→ Task:
Replace every "bird's" with "warbler's" in the rows below, and copy everything else in them unchanged.

→ Material provided:
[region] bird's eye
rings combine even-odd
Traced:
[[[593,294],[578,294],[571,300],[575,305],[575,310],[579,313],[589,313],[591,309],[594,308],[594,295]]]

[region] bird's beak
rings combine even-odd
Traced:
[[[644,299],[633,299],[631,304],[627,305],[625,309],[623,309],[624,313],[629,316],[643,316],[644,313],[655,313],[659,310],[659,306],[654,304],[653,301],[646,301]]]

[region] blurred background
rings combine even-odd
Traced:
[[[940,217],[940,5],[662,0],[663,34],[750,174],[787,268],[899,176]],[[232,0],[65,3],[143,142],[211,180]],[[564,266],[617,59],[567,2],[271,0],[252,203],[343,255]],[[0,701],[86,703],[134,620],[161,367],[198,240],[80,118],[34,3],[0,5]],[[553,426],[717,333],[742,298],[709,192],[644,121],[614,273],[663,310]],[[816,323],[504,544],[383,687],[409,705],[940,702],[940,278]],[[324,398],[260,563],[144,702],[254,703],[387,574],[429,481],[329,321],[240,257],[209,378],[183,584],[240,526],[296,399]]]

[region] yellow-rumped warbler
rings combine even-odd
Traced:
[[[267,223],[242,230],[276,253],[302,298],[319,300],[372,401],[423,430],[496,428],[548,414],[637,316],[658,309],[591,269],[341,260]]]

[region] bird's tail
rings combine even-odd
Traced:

→ Task response:
[region] warbler's eye
rings combine even-odd
Traced:
[[[593,294],[578,294],[571,300],[575,305],[575,310],[579,313],[589,313],[591,309],[594,308],[594,295]]]

[region] warbler's beak
rings combine even-odd
Traced:
[[[644,299],[633,299],[631,304],[627,305],[625,309],[623,309],[624,313],[629,316],[643,316],[644,313],[655,313],[659,310],[659,306],[654,304],[653,301],[646,301]]]

[region] blurred background
rings combine even-odd
Traced:
[[[940,217],[940,5],[662,0],[663,34],[750,174],[787,268],[899,176]],[[232,0],[65,3],[143,142],[211,180]],[[564,266],[617,59],[567,2],[271,0],[252,203],[343,255]],[[0,701],[86,703],[134,620],[161,367],[198,240],[80,118],[34,3],[0,5]],[[553,426],[717,333],[742,298],[709,192],[644,121],[614,273],[663,310]],[[816,323],[504,544],[383,687],[409,705],[940,702],[940,278]],[[324,398],[260,563],[144,702],[254,703],[387,574],[429,481],[329,321],[240,257],[209,378],[183,584],[240,526],[296,399]]]

[region] yellow-rumped warbler
rings combine even-odd
Traced:
[[[267,223],[242,230],[276,253],[302,298],[319,300],[372,401],[423,430],[496,428],[548,414],[637,316],[658,309],[591,269],[341,260]]]

[region] warbler's tail
rings combine even-odd
Traced:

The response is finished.